SOURCE MATERIAL:
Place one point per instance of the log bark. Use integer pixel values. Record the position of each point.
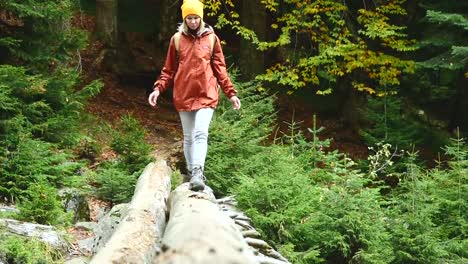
(137, 236)
(199, 232)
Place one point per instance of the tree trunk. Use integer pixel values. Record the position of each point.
(199, 232)
(251, 60)
(135, 239)
(106, 22)
(459, 118)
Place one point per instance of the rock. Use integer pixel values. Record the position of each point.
(78, 260)
(8, 209)
(89, 226)
(86, 245)
(75, 202)
(45, 233)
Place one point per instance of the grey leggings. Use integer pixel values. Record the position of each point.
(195, 125)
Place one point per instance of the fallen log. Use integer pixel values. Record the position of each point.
(136, 237)
(199, 232)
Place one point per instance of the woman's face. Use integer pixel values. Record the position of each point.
(193, 21)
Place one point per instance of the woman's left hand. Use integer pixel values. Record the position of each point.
(235, 102)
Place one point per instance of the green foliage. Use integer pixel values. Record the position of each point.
(114, 183)
(235, 138)
(42, 205)
(428, 216)
(33, 161)
(129, 142)
(393, 121)
(46, 107)
(315, 206)
(308, 203)
(115, 180)
(43, 36)
(327, 42)
(19, 250)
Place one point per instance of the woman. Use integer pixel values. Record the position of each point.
(195, 65)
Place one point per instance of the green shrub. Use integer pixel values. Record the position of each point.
(114, 183)
(311, 204)
(34, 161)
(42, 205)
(115, 180)
(19, 250)
(428, 220)
(130, 143)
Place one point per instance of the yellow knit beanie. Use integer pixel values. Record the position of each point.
(192, 7)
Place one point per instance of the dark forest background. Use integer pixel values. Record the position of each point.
(349, 147)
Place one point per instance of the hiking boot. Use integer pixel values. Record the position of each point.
(197, 181)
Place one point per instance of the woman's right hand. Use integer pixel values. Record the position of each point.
(153, 98)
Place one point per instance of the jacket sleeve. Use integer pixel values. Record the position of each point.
(166, 79)
(220, 72)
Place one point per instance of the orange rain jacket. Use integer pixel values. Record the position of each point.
(196, 73)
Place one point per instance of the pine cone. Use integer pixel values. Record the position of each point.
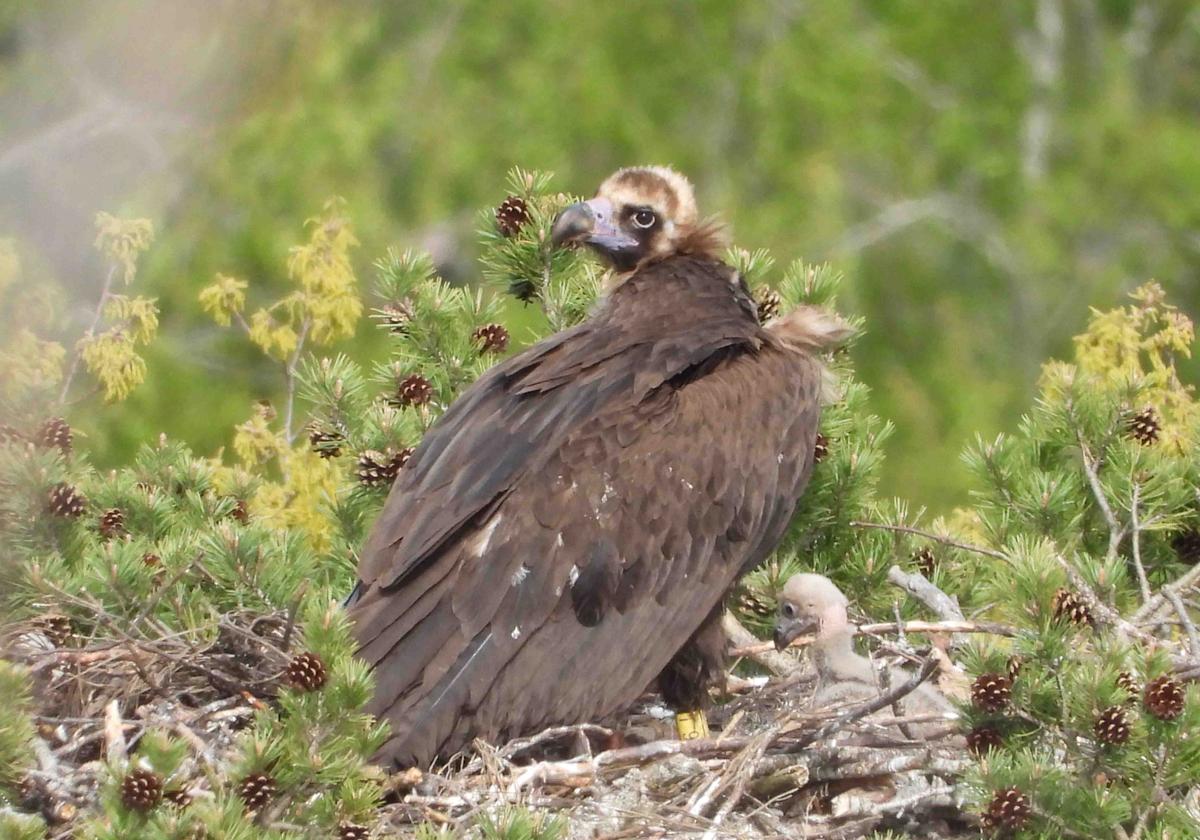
(925, 561)
(491, 339)
(413, 390)
(66, 501)
(820, 449)
(1128, 683)
(240, 511)
(1071, 607)
(325, 442)
(1113, 726)
(1009, 810)
(991, 691)
(1164, 697)
(1187, 545)
(352, 831)
(55, 432)
(511, 215)
(256, 791)
(306, 672)
(375, 468)
(1144, 427)
(112, 523)
(983, 739)
(769, 303)
(141, 790)
(55, 627)
(397, 317)
(179, 797)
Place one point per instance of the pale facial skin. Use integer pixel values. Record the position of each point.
(637, 215)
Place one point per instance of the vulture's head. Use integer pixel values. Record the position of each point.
(809, 604)
(640, 215)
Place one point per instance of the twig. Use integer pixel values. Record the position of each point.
(1179, 585)
(117, 753)
(1116, 533)
(289, 372)
(1107, 613)
(891, 627)
(1137, 546)
(1186, 619)
(91, 330)
(915, 583)
(935, 538)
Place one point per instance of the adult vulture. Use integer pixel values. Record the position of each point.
(568, 531)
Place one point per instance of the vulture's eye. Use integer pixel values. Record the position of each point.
(643, 219)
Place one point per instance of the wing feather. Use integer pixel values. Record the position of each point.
(571, 520)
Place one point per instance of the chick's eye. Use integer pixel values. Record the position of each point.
(643, 219)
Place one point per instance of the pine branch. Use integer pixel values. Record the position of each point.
(105, 293)
(935, 538)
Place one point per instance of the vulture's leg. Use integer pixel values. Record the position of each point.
(685, 679)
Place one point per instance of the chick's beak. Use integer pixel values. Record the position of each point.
(787, 629)
(592, 222)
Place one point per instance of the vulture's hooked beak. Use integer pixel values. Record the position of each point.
(787, 629)
(592, 222)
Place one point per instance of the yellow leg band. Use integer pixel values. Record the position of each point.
(691, 725)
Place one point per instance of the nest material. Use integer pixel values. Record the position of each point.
(769, 765)
(96, 696)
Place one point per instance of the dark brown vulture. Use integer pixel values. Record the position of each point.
(568, 531)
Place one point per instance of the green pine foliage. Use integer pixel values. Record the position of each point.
(220, 577)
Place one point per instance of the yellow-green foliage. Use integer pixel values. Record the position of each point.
(121, 240)
(324, 307)
(1139, 343)
(112, 355)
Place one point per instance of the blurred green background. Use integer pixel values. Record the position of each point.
(982, 172)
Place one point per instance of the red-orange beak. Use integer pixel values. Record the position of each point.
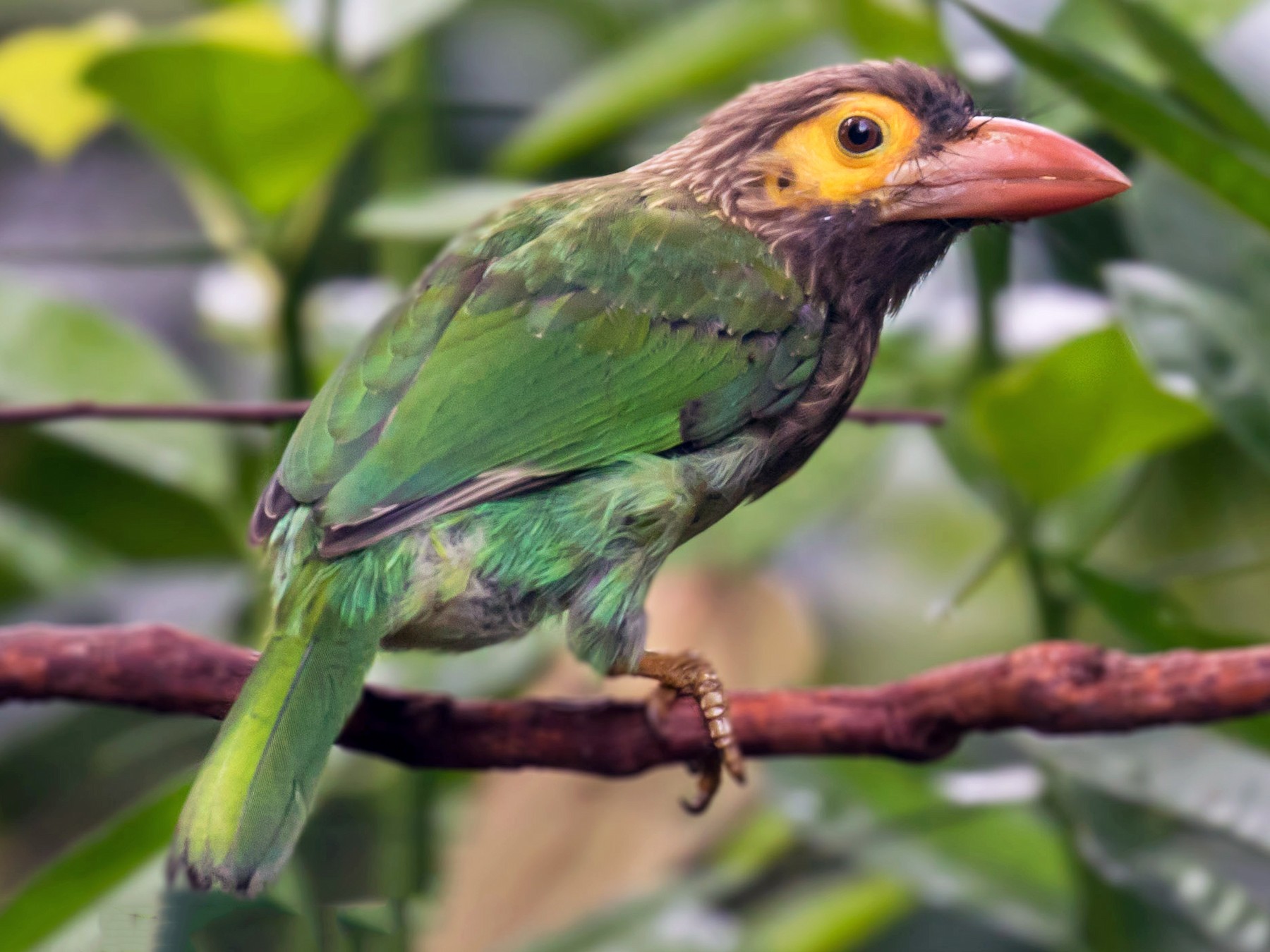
(1000, 169)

EXERCISE GOAL:
Transcribe the material as is, with images omitted.

RESULT OF THIS TASK:
Place one point per instance of the log bark. Use integer pixel values. Record the position of each point.
(137, 236)
(199, 232)
Place one point per instance of the tree trunk. Use integer pixel values. Record the position of each point.
(199, 232)
(251, 60)
(135, 239)
(106, 22)
(459, 118)
Place one point per instance of the rock. Use integer pixel values. Record the position of each point.
(78, 260)
(8, 209)
(89, 226)
(86, 245)
(75, 202)
(45, 233)
Place one point per instance of the grey leggings. Use integer pixel values. Record the position of each point.
(195, 125)
Place one point per instance of the fallen log. Use integer pixel values. Record the position of each point.
(136, 237)
(199, 232)
Place one point per instance of the woman's face. Use integer pixel values. Record the position of each point.
(193, 21)
Place one point per instance of the woman's left hand. Use integer pixel values. Record the position of each point.
(235, 102)
Place one point per instance of the green foliage. Use integer pixel values. Record the position of each point.
(114, 183)
(235, 138)
(42, 205)
(428, 216)
(33, 161)
(129, 142)
(393, 121)
(46, 107)
(315, 206)
(308, 203)
(115, 180)
(43, 36)
(327, 42)
(19, 250)
Place one point per instance of the woman. Use integer pixel values. Record the position of each point.
(195, 65)
Place one point per instance of the green shrub. Use integer pixel values. Record the position of each point.
(114, 183)
(311, 204)
(34, 161)
(42, 205)
(115, 180)
(19, 250)
(428, 220)
(130, 143)
Place one point per instance of the yellow knit beanie. Use integer pixel values. Record the position of each point.
(192, 7)
Place one point per instance of the dark forest background. Use integer pixel values. Record the position of each point.
(349, 147)
Place one point per instance of the hiking boot. Use integer pixel values. Record the position of each point.
(197, 181)
Place one point per instance of the woman's right hand. Use integer pixel values. Record the position of each point.
(153, 98)
Place one point per instance of the jacket sleeve. Use integer pixel values. Record the position of each point.
(166, 79)
(220, 72)
Place one point per instance of the orange rain jacket. Use integer pixel values. Record the position of each point.
(196, 73)
Place one point per instance of the pine cone. Use integer pixel values. Record the position of each point.
(925, 561)
(491, 339)
(413, 390)
(66, 501)
(820, 449)
(1128, 683)
(240, 511)
(1071, 607)
(325, 442)
(1113, 726)
(1009, 810)
(991, 691)
(1164, 697)
(1187, 545)
(352, 831)
(55, 432)
(511, 215)
(256, 791)
(306, 672)
(375, 468)
(1144, 427)
(112, 523)
(983, 739)
(769, 303)
(141, 790)
(55, 627)
(397, 317)
(179, 797)
Place one point per instance of the pale facial skin. Use integer pixel values. Record the position of each point.
(637, 215)
Place one point per instance of the vulture's head. Use integer pixel values. Record the position of each point.
(809, 604)
(640, 215)
Place one point per instance of the twig. Use integer pixel values. Record the position of each point.
(1179, 585)
(117, 753)
(1116, 533)
(289, 372)
(1107, 613)
(891, 627)
(1137, 546)
(1186, 619)
(91, 330)
(915, 583)
(935, 538)
Place one point per instance of the adult vulture. Use integer pixel values. Record the position of each point.
(568, 531)
Place one point per instance of the vulture's eye. Use integer pixel values. Record the position of each point.
(643, 219)
Place one point per instance of the wing feather. Use integer pixel values. Record the position of each point.
(571, 520)
Place one point per instance of the chick's eye. Use integer pixel values. Record the position of each point.
(643, 219)
Place one point per instance of the pine branch. Use integer pixel values. Record the position of each point.
(105, 293)
(935, 538)
Place one point per instance of the vulture's leg. Use integer pixel values. Record the position of each point.
(685, 679)
Place one point per instance of the chick's beak. Use integer pixel values. Record the position of each point.
(787, 629)
(592, 222)
Place one point per instance of the vulture's hooked beak. Use integer pixel values. Record the position of each point.
(787, 629)
(592, 222)
Place one point per instance of the yellow leg band. Use integer pixel values. Record the position of each point.
(691, 725)
Place one point per instance of the nest material. Use integer pixel values. Record the position of each point.
(769, 765)
(96, 696)
Place one point per instance of the dark brown vulture. Use integer pixel values. Record the position of each point.
(568, 531)
Place one point per instance of the green pine foliage. Use integer pixel values. Record the position of each point.
(220, 577)
Place one point per instance of the yellow-green foliage. Use integer pixel values. Record the position of each point.
(121, 240)
(324, 307)
(1139, 343)
(112, 355)
Place one point per instance of the blurred green background. Use integer pixel values. Record the position of each point.
(982, 172)
Place one point per instance of the red-orange beak. Use integer pixel values. Record the position of each point.
(1000, 169)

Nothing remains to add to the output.